-- Brief --
Your task is to write out exactly the lines from the line containing "Where can the sidewalk" through the end of the records, inclusive at both ends.

-- start of Data provided --

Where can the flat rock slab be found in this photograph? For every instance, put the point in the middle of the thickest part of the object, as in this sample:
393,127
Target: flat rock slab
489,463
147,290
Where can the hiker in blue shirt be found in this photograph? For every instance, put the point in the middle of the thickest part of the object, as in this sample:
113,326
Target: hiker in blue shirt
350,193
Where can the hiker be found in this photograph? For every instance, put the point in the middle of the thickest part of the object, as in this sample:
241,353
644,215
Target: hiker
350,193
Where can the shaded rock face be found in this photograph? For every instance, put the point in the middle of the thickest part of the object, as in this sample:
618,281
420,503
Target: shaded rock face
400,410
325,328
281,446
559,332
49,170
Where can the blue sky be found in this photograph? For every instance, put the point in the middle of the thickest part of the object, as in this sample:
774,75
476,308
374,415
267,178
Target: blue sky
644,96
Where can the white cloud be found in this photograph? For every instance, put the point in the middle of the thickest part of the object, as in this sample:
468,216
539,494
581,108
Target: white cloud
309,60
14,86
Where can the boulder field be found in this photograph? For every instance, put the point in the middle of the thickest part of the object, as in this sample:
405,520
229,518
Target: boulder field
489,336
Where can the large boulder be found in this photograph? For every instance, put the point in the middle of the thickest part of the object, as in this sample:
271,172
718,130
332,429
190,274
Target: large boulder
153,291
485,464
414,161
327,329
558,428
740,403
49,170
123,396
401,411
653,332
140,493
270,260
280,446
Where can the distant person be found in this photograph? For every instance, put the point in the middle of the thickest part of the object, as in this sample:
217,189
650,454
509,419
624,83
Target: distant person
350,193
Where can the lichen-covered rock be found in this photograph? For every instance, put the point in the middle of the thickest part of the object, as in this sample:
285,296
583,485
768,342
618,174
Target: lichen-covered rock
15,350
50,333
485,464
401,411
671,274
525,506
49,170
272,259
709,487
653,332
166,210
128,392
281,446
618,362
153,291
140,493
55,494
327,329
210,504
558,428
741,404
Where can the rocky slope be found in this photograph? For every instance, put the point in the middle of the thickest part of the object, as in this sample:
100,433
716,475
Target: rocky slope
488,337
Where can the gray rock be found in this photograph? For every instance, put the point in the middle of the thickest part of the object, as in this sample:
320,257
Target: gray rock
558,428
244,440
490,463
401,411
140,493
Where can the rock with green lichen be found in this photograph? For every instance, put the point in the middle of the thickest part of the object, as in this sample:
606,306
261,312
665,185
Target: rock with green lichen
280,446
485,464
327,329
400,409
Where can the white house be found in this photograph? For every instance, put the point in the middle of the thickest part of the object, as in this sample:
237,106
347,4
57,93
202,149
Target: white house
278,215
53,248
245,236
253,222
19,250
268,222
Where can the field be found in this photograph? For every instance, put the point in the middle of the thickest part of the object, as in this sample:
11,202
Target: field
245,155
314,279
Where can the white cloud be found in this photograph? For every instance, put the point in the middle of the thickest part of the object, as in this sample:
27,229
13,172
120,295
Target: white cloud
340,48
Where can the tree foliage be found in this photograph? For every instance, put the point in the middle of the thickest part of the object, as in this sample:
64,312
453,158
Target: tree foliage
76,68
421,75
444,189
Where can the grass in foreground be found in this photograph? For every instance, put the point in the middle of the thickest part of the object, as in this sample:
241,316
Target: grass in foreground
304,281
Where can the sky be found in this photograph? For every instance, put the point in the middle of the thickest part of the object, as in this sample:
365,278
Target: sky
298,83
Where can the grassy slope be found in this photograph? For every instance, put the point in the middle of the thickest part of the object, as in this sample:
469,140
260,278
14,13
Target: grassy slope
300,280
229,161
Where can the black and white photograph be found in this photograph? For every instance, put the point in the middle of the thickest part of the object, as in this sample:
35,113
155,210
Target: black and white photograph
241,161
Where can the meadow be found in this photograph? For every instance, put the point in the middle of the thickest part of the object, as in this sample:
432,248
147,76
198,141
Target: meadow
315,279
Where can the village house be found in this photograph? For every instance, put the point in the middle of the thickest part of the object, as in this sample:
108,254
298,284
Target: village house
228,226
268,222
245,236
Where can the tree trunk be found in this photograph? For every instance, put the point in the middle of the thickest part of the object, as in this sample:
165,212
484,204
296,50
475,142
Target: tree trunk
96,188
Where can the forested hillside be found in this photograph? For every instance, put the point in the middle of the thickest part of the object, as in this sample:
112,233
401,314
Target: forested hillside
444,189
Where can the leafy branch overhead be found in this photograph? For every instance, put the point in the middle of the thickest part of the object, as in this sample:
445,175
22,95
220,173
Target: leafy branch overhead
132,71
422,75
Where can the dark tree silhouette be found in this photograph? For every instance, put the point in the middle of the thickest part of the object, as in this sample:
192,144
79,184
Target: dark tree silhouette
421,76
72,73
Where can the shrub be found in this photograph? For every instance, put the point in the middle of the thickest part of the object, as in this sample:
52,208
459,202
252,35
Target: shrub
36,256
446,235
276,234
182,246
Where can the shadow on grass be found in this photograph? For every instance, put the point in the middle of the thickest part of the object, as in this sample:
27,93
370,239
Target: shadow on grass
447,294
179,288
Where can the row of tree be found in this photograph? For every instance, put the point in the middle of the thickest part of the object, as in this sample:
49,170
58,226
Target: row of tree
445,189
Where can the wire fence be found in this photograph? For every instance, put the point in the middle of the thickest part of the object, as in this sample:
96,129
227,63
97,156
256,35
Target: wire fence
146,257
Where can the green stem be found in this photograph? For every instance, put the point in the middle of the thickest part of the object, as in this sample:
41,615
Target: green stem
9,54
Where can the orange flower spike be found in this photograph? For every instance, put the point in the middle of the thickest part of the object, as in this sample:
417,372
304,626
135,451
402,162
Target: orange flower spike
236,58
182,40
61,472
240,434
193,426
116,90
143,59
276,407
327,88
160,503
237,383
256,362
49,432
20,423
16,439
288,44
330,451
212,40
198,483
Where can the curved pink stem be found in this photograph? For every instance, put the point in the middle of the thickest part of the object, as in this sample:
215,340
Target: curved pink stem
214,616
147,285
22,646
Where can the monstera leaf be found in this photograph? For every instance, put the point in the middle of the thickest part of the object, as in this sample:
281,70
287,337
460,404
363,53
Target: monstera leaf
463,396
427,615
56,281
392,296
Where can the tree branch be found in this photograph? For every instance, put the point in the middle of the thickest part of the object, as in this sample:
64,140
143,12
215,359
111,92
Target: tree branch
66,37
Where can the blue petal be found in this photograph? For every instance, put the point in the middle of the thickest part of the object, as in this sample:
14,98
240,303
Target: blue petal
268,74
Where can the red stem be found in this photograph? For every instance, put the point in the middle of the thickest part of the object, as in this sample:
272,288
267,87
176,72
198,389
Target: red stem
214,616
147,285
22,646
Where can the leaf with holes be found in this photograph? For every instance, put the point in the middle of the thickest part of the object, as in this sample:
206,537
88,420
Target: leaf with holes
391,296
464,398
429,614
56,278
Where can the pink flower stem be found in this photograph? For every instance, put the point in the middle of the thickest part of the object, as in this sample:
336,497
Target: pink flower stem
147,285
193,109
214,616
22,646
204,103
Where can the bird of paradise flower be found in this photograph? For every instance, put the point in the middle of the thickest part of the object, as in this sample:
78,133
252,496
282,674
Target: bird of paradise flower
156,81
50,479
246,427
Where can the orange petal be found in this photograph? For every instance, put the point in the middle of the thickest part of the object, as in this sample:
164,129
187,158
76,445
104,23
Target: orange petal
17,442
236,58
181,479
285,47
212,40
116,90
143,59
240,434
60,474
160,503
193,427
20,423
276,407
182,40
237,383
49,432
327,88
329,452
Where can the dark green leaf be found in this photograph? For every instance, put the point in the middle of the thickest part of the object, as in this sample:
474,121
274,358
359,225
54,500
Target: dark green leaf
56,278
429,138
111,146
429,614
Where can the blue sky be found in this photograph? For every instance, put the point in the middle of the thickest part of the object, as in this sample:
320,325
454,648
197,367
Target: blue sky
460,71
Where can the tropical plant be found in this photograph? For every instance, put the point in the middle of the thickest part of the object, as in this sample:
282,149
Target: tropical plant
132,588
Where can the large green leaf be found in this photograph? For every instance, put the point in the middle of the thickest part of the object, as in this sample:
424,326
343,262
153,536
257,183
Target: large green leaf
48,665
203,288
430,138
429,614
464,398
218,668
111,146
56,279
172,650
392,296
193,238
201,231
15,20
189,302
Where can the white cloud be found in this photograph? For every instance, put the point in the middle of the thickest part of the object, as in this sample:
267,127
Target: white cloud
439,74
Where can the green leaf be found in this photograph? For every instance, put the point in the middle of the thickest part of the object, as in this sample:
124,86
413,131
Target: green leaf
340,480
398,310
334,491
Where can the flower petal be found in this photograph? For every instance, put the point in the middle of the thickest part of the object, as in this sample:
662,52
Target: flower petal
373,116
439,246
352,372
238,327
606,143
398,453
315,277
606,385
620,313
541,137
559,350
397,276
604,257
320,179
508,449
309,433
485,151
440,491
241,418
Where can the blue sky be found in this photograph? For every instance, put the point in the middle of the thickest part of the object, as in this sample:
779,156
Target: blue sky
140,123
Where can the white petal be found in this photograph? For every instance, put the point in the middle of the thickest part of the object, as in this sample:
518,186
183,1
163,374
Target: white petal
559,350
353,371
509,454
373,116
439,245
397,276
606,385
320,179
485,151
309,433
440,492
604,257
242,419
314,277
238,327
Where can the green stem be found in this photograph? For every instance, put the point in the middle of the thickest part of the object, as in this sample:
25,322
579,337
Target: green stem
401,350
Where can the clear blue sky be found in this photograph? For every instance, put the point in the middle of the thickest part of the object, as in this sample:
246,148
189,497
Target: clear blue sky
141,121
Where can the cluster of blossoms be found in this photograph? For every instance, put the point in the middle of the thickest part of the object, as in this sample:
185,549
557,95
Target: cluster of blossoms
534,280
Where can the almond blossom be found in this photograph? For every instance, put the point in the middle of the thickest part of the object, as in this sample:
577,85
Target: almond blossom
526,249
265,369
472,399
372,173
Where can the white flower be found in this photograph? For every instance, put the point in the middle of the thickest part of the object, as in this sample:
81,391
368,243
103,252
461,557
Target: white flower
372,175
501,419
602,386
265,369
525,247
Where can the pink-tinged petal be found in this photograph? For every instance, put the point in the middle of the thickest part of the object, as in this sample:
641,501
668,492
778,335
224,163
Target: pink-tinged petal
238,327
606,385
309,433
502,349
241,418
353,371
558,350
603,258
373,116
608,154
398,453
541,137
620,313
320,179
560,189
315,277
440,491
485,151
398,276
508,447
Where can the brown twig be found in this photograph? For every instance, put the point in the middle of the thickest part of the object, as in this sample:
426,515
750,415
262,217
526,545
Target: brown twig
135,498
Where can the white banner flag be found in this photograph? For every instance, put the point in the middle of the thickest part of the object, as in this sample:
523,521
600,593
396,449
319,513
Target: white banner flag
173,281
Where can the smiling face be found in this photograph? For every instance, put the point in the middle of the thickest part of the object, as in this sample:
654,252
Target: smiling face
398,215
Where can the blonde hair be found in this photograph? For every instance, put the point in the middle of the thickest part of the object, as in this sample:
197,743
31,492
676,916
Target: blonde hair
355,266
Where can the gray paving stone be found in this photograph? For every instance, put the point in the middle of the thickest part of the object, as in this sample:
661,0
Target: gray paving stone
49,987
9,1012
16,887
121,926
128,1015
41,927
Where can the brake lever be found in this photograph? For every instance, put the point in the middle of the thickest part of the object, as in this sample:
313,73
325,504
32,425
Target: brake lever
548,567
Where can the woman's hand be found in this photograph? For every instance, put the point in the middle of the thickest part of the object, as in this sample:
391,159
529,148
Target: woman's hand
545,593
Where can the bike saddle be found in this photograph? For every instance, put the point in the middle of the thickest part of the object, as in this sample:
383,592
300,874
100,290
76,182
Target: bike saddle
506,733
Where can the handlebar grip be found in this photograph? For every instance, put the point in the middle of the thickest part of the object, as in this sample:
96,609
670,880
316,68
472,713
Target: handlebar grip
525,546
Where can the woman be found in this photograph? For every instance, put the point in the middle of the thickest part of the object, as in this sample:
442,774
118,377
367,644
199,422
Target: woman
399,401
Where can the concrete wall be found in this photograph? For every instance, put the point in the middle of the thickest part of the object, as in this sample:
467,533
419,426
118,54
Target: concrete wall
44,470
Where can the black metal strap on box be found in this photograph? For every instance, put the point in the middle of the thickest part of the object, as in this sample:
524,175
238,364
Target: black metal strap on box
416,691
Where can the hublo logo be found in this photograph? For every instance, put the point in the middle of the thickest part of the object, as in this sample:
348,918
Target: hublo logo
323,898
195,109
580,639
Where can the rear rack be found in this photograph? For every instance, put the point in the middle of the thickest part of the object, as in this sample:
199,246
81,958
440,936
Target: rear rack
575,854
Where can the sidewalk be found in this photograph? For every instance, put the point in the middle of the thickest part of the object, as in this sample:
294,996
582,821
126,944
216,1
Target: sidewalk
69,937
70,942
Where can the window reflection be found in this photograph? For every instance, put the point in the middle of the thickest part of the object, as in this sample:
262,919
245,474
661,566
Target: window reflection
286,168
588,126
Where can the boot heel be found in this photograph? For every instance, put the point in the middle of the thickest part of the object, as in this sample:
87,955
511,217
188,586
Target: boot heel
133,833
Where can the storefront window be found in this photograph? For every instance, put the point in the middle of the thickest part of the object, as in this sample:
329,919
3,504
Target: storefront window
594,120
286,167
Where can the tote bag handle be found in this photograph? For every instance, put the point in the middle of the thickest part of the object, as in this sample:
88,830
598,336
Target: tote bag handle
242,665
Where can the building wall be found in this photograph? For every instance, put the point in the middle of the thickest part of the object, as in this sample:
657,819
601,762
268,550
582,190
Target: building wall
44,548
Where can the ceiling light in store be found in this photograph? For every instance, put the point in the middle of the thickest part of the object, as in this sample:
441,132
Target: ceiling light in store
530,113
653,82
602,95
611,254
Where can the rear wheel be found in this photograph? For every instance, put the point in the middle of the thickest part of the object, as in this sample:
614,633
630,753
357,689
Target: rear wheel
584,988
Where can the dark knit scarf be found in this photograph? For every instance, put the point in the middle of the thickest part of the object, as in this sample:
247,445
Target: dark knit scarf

-- end of Data provided --

-- Task answer --
Where can the sidewalk be found in this photograph? For every instance, put the point in the middle of the thickest part of the object, as in this sample:
294,996
582,821
126,944
216,1
Target: sidewalk
69,937
70,942
Where can the window reflection be found in this photograph? For every instance, put the point in the middle of the thickest part of the object, as in this sample:
262,919
245,474
661,566
Target: window reflection
286,168
588,126
Where can the boot heel be found in this photograph? For every instance, put the point in the middle of the thickest part of the object, as in this sample:
87,955
511,217
188,586
Target: boot heel
133,833
Where can the storefront window be found in this photograph? For every instance, put the point in the middle of the thickest part of the object, as in this sample:
329,919
3,504
Target: storefront window
594,120
286,167
Where can the tote bag handle be found in this photograph? For every instance, put the point in the middle of the thickest part of the object, as in this sample:
88,830
598,336
Target: tote bag handle
242,665
Where can the building wall be found in this photograph? For every instance, put the point in the middle of the thickest part of the object, as in this sample:
657,819
601,762
268,550
582,190
Target: building wall
44,548
Where can the ceiling light in store be found in this photograph? For every instance, put the point in the middle of the thickest part of the object, as in this sample:
441,132
Target: ceiling light in store
530,113
653,82
602,95
611,254
Where can the rear wheel be found in this photograph? For every instance, put the point in the middle of the thickest part of the object, as in this sample:
614,633
630,753
357,689
Target: rear wheel
584,988
Where can the dark knit scarf be found in this photograph? For every instance, put the point in the middle of the thickest part of the object, as in this sample:
247,445
Target: dark knit scarf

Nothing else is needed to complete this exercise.